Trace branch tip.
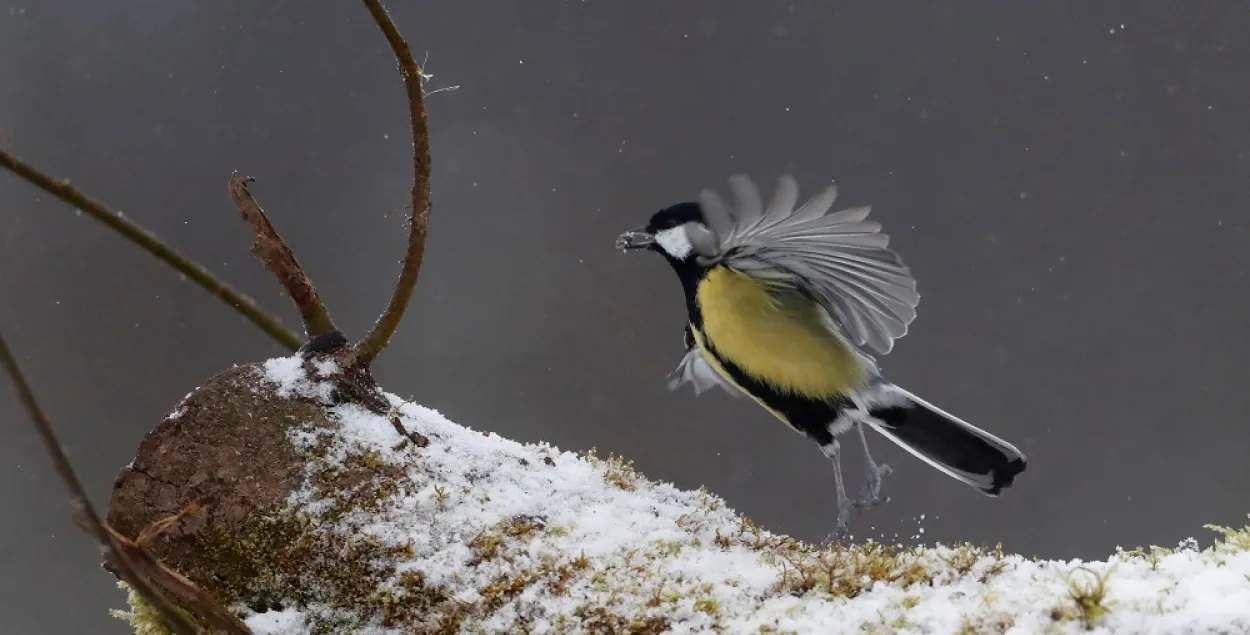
[228,171,338,349]
[356,0,430,366]
[0,145,303,351]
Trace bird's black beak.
[616,228,655,250]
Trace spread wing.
[699,175,920,355]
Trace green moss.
[109,583,179,635]
[1050,565,1115,630]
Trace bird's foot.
[820,487,858,548]
[854,463,894,509]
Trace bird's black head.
[616,203,719,268]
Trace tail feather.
[864,383,1028,496]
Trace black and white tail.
[863,381,1028,496]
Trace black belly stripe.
[700,331,854,445]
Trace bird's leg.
[820,439,855,544]
[855,421,894,508]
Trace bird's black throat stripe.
[696,326,854,445]
[670,259,854,445]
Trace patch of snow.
[248,356,1250,635]
[264,355,339,403]
[245,609,308,635]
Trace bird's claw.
[855,463,894,509]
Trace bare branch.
[0,144,303,350]
[230,173,338,339]
[356,0,430,365]
[0,335,220,635]
[109,528,251,635]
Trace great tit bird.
[616,175,1026,539]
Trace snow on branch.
[107,356,1250,635]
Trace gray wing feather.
[699,175,920,357]
[669,348,739,396]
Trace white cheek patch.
[655,226,695,260]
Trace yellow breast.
[695,266,865,399]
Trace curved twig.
[0,148,304,351]
[0,335,251,635]
[356,0,430,365]
[230,173,339,339]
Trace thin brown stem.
[0,335,217,635]
[0,148,303,350]
[356,0,430,365]
[230,173,338,339]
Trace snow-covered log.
[109,356,1250,635]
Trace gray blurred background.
[0,0,1250,634]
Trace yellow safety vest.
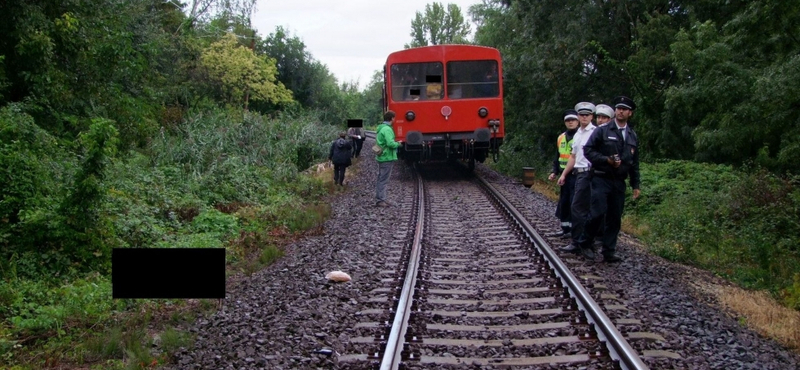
[558,132,572,170]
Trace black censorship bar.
[111,248,225,299]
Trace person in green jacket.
[375,111,400,207]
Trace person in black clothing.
[328,132,353,186]
[580,96,640,262]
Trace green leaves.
[405,2,470,49]
[200,33,292,109]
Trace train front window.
[447,60,500,99]
[391,62,444,101]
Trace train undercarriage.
[398,129,503,170]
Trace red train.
[384,45,505,168]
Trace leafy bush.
[626,161,800,305]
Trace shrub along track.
[169,140,800,369]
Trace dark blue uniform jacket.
[583,120,640,189]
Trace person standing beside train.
[548,109,578,239]
[580,96,640,262]
[375,111,400,207]
[347,127,366,158]
[328,131,353,186]
[558,102,596,253]
[594,104,614,245]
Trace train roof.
[386,44,500,64]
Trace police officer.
[558,102,595,253]
[549,109,578,239]
[580,96,640,262]
[595,104,614,127]
[594,104,614,245]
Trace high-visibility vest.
[558,132,572,170]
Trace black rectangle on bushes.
[111,248,225,299]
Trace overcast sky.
[253,0,481,88]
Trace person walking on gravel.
[548,109,578,239]
[328,132,353,186]
[558,102,595,253]
[375,111,400,207]
[581,96,640,262]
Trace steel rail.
[475,176,649,370]
[380,168,425,370]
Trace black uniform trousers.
[333,164,347,185]
[352,138,365,158]
[556,174,575,234]
[571,171,592,245]
[580,175,625,256]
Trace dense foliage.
[470,0,800,173]
[470,0,800,309]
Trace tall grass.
[0,107,341,368]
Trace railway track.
[338,163,648,370]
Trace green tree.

_Written request_
Write out every line from the one with "Trace green leaves." down to the one with "[169,140,800,369]", adding 91 to each box coordinate.

_Written response_
Trace green leaves.
[496,93,561,140]
[291,124,383,200]
Trace train front window.
[538,151,591,190]
[482,153,535,192]
Trace train undercarriage.
[489,220,594,261]
Trace red train.
[475,136,596,259]
Trace leafy bush.
[717,252,891,396]
Trace shrub along track.
[260,231,891,460]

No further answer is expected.